**DATASET ENTRIES:**
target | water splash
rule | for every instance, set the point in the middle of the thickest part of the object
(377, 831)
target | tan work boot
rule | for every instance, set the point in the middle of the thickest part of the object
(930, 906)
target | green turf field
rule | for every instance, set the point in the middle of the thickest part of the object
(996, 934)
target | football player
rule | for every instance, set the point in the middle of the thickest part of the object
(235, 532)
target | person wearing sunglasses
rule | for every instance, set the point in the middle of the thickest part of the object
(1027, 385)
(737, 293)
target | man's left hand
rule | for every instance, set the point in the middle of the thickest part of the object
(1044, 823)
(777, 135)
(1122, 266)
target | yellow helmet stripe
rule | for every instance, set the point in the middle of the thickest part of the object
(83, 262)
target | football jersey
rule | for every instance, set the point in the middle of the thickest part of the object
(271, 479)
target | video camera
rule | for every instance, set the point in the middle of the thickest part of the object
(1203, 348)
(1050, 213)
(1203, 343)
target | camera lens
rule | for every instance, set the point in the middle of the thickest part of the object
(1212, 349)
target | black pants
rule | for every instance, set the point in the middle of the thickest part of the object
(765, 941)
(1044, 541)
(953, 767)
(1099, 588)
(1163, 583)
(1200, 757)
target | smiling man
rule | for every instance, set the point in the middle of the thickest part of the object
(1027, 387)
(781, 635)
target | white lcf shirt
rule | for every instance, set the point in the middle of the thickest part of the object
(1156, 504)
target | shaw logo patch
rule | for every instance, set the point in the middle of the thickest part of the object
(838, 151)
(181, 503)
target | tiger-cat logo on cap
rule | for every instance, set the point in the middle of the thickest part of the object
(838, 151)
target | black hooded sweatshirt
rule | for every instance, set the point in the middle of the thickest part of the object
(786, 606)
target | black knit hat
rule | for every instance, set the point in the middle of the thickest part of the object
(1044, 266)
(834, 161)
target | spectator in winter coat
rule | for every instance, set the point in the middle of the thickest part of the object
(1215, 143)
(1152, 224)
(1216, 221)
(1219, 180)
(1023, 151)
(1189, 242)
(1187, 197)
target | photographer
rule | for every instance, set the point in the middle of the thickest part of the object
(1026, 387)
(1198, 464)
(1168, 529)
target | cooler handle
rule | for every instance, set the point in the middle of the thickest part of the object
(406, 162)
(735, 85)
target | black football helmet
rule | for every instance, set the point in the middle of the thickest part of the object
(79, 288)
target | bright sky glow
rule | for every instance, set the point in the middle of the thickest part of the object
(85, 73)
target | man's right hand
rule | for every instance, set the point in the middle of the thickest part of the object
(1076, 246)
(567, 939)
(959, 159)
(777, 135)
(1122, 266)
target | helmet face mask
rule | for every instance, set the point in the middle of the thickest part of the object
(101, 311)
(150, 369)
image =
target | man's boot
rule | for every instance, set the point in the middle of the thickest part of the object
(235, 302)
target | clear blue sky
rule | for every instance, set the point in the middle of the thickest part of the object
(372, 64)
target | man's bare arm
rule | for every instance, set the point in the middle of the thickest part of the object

**DESCRIPTION OF THE TASK:**
Can you copy all of the data above line for line, keeping every character unchanged?

**TASK RESULT:**
target | water splash
rule | for every instance, set the point in the middle of the thickest part of the object
(377, 831)
target | tan work boot
rule | for every instance, set the point in the middle of the thickest part of the object
(930, 906)
target | green turf field
rule | for every instance, set the point in the middle of the thickest part of the object
(996, 934)
target | football player
rule | for every instance, set the point in the middle of the thickest part of the object
(235, 532)
target | person wearing sunglasses
rule | for every instance, set the point in the middle of the thickest part of the object
(1027, 385)
(737, 293)
target | man's left hand
rule | for every instance, set the point in the middle of the thickest part of the object
(1044, 823)
(777, 135)
(1122, 266)
target | yellow helmet stripe
rule | for every instance, set the point in the middle of the thickest part of the object
(83, 262)
target | football jersey
rule | for every instance, set the point in the middle of the thickest part of the object
(271, 479)
target | video camera
rule | for every instance, set the point in the middle of the thickest part of the object
(1203, 348)
(1050, 213)
(1203, 343)
target | camera lens
rule | for every instance, set the point in the middle of the thickest part of the object
(1212, 349)
target | black pants
rule | for every instance, set the point in the middle of the thickest part of the object
(765, 941)
(1044, 541)
(953, 767)
(1099, 588)
(1163, 583)
(1200, 757)
target | smiling man
rule | for every instance, set the point in the middle of the thickest part of the object
(1027, 387)
(781, 635)
target | white lcf shirt
rule | for every instance, set the point in the middle of the thickest part of the object
(1156, 504)
target | shaw logo patch
rule | for every instance, set the point in the middle of the thickest part of the object
(838, 151)
(181, 503)
target | tiger-cat logo on cap
rule | for every instance, set the point in the middle of the thickest part of the object
(838, 151)
target | black hooded sweatshirt
rule | for every instance, set the point in the middle of the thickest part of the object
(786, 606)
target | black knit hat
rule | for every instance, set the point in the middle of the thickest part of the object
(1044, 266)
(834, 161)
target | spectator in winter coat
rule | for every instance, set the point in the middle of the thickest part of the object
(1215, 143)
(1152, 224)
(1216, 221)
(1219, 180)
(1023, 151)
(1189, 242)
(1187, 197)
target | photographer
rule | for every instance, set the point in the middle of the thickest part of the object
(1026, 387)
(1198, 464)
(1168, 529)
target | cooler handle
rule | for every instance, set the point in the middle of the thickest part of the object
(406, 162)
(735, 85)
target | black football helmet
rule | for every instance, set the point in the middle of the thickest part of the object
(79, 288)
target | bright sky glow
rule | for every instance, set the point in the middle of the thickest part of the object
(85, 73)
target | man's right hand
rule | for every instance, set the point in the middle of the thickest part of the object
(1076, 246)
(567, 939)
(959, 159)
(777, 135)
(1122, 266)
target | helmet face mask
rule | for every instance, set the point in the middle of the thickest part of the object
(101, 311)
(150, 369)
image =
target | man's boot
rule | for every instance, set the point in the middle of the thickest part of the object
(235, 302)
target | clear blue sky
rule | for every instance, set the point in the middle of the thickest part of the object
(372, 64)
target | man's bare arm
rule | for every instance, set the point in the middle of the thickest part of the object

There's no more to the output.